*EXERCISE DIRECTIONS:*
Check every line of the material below for the string "shrub". State how many lines have it.

*PROVIDED ENTRIES:*
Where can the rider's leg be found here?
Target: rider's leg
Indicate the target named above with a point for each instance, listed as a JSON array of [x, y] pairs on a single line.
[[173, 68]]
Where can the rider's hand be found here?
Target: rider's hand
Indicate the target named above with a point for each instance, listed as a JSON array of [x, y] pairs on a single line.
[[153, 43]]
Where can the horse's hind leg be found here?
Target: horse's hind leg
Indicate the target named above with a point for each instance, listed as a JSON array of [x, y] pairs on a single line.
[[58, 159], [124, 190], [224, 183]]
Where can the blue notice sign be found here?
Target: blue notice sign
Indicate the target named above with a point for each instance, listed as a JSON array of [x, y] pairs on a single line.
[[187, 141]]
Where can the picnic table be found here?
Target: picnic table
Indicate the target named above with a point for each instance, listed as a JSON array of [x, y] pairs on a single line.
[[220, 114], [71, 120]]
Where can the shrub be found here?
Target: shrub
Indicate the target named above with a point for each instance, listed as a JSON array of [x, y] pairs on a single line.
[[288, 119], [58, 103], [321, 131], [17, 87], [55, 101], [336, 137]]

--

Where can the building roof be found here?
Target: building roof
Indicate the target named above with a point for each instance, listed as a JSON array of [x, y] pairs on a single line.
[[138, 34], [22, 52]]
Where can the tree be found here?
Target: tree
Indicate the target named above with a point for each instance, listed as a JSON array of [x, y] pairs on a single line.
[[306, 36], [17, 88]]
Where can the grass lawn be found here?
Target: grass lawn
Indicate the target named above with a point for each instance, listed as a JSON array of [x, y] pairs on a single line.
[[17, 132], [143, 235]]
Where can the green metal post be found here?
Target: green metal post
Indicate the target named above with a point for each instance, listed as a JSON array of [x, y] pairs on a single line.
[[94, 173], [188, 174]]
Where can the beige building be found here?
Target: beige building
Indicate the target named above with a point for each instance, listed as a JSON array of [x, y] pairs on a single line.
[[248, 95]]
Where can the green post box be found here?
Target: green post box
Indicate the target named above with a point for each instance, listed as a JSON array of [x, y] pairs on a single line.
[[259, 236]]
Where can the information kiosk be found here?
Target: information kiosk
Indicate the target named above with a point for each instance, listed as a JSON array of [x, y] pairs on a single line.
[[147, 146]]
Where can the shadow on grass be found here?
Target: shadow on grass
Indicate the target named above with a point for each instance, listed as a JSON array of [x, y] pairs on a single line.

*YOUR SOLUTION:*
2